### WHAT NEEDS TO BE DONE
Repeat the records below exactly.

BEGIN

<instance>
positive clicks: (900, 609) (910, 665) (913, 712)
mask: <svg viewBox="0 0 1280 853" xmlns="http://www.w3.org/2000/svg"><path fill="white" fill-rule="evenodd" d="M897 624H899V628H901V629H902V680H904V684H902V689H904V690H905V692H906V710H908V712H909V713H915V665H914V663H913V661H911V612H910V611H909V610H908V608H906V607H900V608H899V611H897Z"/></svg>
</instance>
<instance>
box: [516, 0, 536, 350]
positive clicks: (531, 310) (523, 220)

END

### SOLUTION BELOW
<instance>
positive clicks: (900, 609) (910, 665) (913, 712)
mask: <svg viewBox="0 0 1280 853" xmlns="http://www.w3.org/2000/svg"><path fill="white" fill-rule="evenodd" d="M897 624H899V628H901V629H902V680H904V684H902V689H904V690H905V692H906V710H908V712H909V713H915V665H914V663H913V661H911V612H910V611H909V610H908V608H906V607H900V608H899V611H897Z"/></svg>
</instance>
<instance>
box: [516, 0, 536, 350]
positive clicks: (531, 310) (523, 220)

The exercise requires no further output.